▸ Work instruction: Copy out the records again. Change nothing.

▸ Records supplied:
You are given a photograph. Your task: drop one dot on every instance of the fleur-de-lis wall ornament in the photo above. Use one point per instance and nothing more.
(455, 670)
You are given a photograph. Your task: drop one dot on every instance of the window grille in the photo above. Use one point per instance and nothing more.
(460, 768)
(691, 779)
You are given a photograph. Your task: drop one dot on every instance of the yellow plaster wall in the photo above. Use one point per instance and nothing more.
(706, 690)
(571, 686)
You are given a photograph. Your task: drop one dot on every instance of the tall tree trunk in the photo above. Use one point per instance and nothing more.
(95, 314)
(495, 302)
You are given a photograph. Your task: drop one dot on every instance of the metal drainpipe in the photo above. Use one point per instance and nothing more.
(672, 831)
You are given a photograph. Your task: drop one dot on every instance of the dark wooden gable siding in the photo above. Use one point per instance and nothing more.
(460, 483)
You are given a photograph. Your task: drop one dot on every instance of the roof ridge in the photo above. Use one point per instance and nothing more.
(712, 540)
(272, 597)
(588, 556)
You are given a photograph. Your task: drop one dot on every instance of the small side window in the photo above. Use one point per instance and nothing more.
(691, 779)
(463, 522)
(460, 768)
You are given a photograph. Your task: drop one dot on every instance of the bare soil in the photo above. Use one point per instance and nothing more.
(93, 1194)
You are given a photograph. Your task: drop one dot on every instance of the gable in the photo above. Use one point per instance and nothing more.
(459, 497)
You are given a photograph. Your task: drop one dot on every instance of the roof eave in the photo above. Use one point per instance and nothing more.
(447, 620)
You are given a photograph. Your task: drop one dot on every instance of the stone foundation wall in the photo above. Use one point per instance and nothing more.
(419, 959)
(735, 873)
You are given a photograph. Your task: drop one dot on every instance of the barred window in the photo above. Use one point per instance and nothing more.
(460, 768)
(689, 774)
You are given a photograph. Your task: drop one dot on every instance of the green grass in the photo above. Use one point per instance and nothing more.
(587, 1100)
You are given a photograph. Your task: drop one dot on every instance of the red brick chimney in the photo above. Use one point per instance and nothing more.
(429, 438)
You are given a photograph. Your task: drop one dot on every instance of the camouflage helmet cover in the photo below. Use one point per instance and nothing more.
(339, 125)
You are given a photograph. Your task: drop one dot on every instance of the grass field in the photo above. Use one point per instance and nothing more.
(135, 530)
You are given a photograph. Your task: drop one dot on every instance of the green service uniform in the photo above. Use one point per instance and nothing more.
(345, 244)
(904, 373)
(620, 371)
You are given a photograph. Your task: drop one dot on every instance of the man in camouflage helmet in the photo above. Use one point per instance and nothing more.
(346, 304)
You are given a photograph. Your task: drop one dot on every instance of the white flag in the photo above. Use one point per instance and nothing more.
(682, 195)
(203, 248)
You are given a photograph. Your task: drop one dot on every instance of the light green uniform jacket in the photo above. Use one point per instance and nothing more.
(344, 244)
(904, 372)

▸ Output below:
You are given a photograph. Your task: drop one dot on every instance of the fleur-de-lis wall ornament in the photo above. Use one point per instance and nothing more.
(455, 670)
You are given a photograph. Your task: drop one dot on every instance of the window grille in the photo above. Use one point per instance and nothing more.
(460, 768)
(691, 779)
You are given a photograph. Your task: drop one dot on every instance of the yellow plaster wall in the photo above. Use one point per instance and nothing more.
(706, 690)
(571, 686)
You are given a photograph. Your task: drop one dot on every instance of the tall tree trunk in the photo above. Use one point per instance and nothing more.
(95, 314)
(495, 302)
You are given a photograph. Your task: drop one dot on every instance of the metal drainpipe in the photo above. Use one point per instance and nothing more.
(672, 831)
You are given a photograph. Your task: drop one dot on every instance of the dark wooden gable siding in the photo above. Use one point per instance and nothing more.
(460, 483)
You are given a photograph. Your task: drop one dot on every instance of the roof ridge in the photo above. Use one point per instance and nothing more.
(712, 540)
(272, 597)
(588, 556)
You are given a photograph. Your task: drop one dot on every instance of the small side window in the photo above. Use one point per instance and nothing more.
(691, 779)
(463, 522)
(460, 768)
You are given a photograph. Your task: drop one dot on every instance of the bare soil in the photo above. Use one point per instance and nothing more.
(93, 1194)
You are given a photograph. Your task: drop one dot on every instance of the gable in the photo above. Use one point per instance and nothing more.
(459, 497)
You are given a photograph. Your task: drop one dot on every instance of the roof eave in the photo above. Use one point per instance and nothing more.
(447, 620)
You are given a photograph. Your task: drop one dot on every instance of the stone foundation wall in the photo above. Use one point per instance and nothing more.
(419, 959)
(735, 873)
You are given a photograph. Your task: drop one dot on every instance of the barred window in the photo above. Use one point per instance and nothing more.
(460, 768)
(689, 774)
You are given a photograph. Your task: drop one dot on every instance of the green grass in the photo above. Use one point per instance and nothing more.
(587, 1100)
You are given a photograph. Your task: drop one dot on every instance of the red brick chimney in the photo above. Use one point per instance and nothing more.
(429, 438)
You are given a photograph. Your task: drop one dot on every instance of the camouflage helmet cover in the photo below. Use one point per instance and nothing more.
(339, 125)
You are given a photograph. Your task: drop one dot on every instance of the grass field in the photo above. Use one point per instance and nothing more.
(135, 530)
You are given a photograph. Your task: drop one dot on every instance of the green service uniform in the photo above. Use one point per instance and nothing more.
(345, 244)
(904, 373)
(620, 371)
You are given a photograph. Your task: drop one dot on every instance of the man in camouflage helmet in the photo above. Use one point per instance and nothing more.
(346, 304)
You are given a photograph. Your task: drop one dot on every instance of the white flag in the photo above. Use one point per instance and nothing more.
(682, 195)
(203, 248)
You are given a photograph. Your task: drop one dot on every instance of the light green uniform jacket in the photo above. Use one point per instance and nothing more.
(344, 244)
(904, 372)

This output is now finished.